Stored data
--
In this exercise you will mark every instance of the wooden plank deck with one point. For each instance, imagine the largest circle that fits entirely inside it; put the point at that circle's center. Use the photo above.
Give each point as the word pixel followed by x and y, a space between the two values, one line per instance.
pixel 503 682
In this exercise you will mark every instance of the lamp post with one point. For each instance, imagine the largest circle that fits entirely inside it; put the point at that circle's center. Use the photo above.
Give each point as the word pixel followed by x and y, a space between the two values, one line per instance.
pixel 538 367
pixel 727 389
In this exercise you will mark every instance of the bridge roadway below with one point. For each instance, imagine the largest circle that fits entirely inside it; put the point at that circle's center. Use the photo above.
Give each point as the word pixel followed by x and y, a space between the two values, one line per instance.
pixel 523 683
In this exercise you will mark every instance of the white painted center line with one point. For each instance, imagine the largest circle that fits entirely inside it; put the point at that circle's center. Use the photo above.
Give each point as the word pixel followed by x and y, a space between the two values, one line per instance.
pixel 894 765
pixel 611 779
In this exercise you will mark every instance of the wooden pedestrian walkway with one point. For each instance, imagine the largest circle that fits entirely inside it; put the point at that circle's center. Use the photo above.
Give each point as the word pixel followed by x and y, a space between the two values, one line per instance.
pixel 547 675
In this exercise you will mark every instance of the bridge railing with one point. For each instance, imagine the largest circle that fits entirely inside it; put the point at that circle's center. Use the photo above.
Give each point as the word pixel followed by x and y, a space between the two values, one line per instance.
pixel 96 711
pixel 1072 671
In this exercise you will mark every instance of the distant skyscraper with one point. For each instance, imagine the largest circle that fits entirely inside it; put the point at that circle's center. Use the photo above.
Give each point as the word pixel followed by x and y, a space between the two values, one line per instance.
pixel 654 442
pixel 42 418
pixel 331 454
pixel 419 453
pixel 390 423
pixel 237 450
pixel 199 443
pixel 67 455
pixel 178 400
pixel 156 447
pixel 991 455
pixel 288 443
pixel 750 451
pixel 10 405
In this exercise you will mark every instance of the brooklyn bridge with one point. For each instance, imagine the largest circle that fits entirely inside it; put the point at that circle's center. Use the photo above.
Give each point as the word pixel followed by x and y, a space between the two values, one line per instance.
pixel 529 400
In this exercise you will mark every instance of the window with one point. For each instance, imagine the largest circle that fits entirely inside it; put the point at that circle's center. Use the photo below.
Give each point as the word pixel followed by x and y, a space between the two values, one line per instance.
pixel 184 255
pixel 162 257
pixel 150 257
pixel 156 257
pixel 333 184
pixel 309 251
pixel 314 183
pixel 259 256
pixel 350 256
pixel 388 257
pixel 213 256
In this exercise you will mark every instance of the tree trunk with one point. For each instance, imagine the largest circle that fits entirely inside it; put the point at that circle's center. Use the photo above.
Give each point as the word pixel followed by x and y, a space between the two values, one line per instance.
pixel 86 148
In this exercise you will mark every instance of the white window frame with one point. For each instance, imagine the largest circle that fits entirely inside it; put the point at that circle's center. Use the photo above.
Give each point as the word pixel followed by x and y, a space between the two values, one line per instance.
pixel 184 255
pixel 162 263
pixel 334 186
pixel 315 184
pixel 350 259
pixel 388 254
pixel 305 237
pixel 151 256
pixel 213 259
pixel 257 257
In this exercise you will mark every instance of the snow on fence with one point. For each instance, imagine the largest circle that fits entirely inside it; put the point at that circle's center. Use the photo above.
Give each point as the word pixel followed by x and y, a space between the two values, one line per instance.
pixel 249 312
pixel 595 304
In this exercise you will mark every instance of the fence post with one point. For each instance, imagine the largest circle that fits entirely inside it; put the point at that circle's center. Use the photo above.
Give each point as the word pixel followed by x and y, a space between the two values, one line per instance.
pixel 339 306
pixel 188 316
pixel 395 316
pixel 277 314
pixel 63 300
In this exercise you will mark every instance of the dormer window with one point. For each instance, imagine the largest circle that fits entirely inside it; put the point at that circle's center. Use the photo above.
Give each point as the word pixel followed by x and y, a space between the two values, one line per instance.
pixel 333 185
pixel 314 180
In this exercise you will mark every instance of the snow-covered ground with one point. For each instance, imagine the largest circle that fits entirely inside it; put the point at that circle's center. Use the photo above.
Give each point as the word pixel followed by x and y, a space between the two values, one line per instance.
--
- **What you have to do**
Convert all of the material above into a JSON list of strings, one string per line, leaving out any blank lines.

- **Reply to the exercise**
[
  "In this exercise you will mark every instance of the wooden plank deck with one point. For each instance, imagine the largest circle that fits entirely inside it; put the point at that circle's center. Use the photo above.",
  "Give each point as the word pixel followed by x and y, a space between the two values, one line per instance.",
  "pixel 503 682",
  "In this exercise you will mark every instance of the lamp post with one point. For each instance, imagine the largest circle that fits entirely inside it; put the point at that circle's center. Use the photo above.",
  "Give each point as the word pixel followed by x and y, a space between the two values, one line per instance.",
  "pixel 538 367",
  "pixel 727 389",
  "In this exercise you will mark every instance of the bridge roadway below with one point. For each instance, imagine the largest circle that fits entirely inside it; put the point at that circle's center. Use the photo above.",
  "Give each point as the word pixel followed by x and y, a space between the two values, one line per instance.",
  "pixel 523 683",
  "In this exercise you will mark every instance of the white painted center line with one point. For each instance, imagine the largest circle that fits entirely inside it; put the point at that circle's center. Use the photo above.",
  "Give each point as the word pixel followed by x and y, a space between the two values, one line per instance.",
  "pixel 894 765",
  "pixel 611 779",
  "In this exercise you will mark every instance of the wooden pedestrian walkway with one point. For each instance, imagine the largest circle that fits entirely inside it; put the point at that circle's center. Use the photo above.",
  "Give each point as the word pixel followed by x and y, a space between the two values, one line per instance.",
  "pixel 547 675",
  "In this exercise you will mark every instance of the bridge railing with one point. For each instance, imagine the largest circle that fits entirely inside it; put the point at that circle's center. Use the photo above.",
  "Give each point as the word pixel followed by x and y, a space between the two values, one line per instance.",
  "pixel 96 711",
  "pixel 1072 671",
  "In this exercise you will mark every instance of the distant skyscraper with one point. For each instance, imagine the largest circle that fits entirely inside it; put the point at that circle's center. Use the photo above.",
  "Give each point as the word pixel followed by x and y, a space between the two values, one line per instance.",
  "pixel 654 442",
  "pixel 42 418",
  "pixel 331 454",
  "pixel 419 453",
  "pixel 390 423",
  "pixel 237 450",
  "pixel 199 443",
  "pixel 67 455",
  "pixel 178 400",
  "pixel 156 447",
  "pixel 991 455",
  "pixel 288 443",
  "pixel 750 451",
  "pixel 10 405",
  "In this exercise you will mark every instance of the brooklyn bridge with one point. For each instance, imagine the largest circle that fits entirely inside it; put the point at that circle's center. Use the photo above.",
  "Give each point as the word pixel followed by x and y, a space between the two values, one line per instance.",
  "pixel 529 400",
  "In this exercise you will mark every instance of the window with one point. For each instance, imagine the largest circle that fits entirely inside it; put the point at that circle's center. Use the photo below.",
  "Give each point as the word pixel followed by x and y, a space between the two values, one line per instance.",
  "pixel 184 255",
  "pixel 162 257",
  "pixel 150 257",
  "pixel 156 257",
  "pixel 333 184",
  "pixel 309 251",
  "pixel 314 183",
  "pixel 259 256",
  "pixel 350 256",
  "pixel 388 257",
  "pixel 213 256",
  "In this exercise you will mark every instance of the tree trunk with one point. For each instance, imagine the largest circle that fits entirely inside it; put the point at that circle's center. Use the photo above.",
  "Give each point as the word pixel followed by x and y, a space between the two values, one line per instance.",
  "pixel 86 148",
  "In this exercise you will mark every instance of the white window frame with one point. For each instance, imagine the largest circle that fits entirely inside it; put the point at that circle's center. Use the photo above.",
  "Give each point as the word pixel followed by x and y, a space between the two values, one line per instance.",
  "pixel 184 255",
  "pixel 162 263",
  "pixel 334 186",
  "pixel 315 184",
  "pixel 350 259",
  "pixel 388 254",
  "pixel 305 237",
  "pixel 151 256",
  "pixel 213 259",
  "pixel 257 257",
  "In this exercise you will mark every instance of the snow on fence with one point. For each instance, imagine the largest circle that fits entirely inside it; put the point at that circle's center. Use the photo above.",
  "Give each point as the word pixel followed by x and y, a space between the two values, one line per instance.",
  "pixel 249 312",
  "pixel 595 304",
  "In this exercise you will mark every instance of the fence post with one point. For each instance, imagine the largest circle that fits entirely inside it; put the point at that circle's center. Use the photo above.",
  "Give each point as the word pixel followed by x and y, a space between the two values, one line per instance.",
  "pixel 339 306",
  "pixel 188 316",
  "pixel 395 316",
  "pixel 277 314",
  "pixel 63 300",
  "In this exercise you will mark every instance of the dormer window with one point. For each instance, imagine the largest circle that fits entirely inside it; put the point at that circle's center. Use the photo above.",
  "Give each point as the word pixel followed by x and y, a space between the two values, one line per instance.",
  "pixel 333 185",
  "pixel 314 180",
  "In this exercise you will mark every instance of the snow-covered ground with one point. For each instance, imagine the largest circle that fits entirely inside it; put the point at that circle's center. Use the photo above.",
  "Give each point as the word pixel followed by x and y, a space between the two values, one line per instance."
]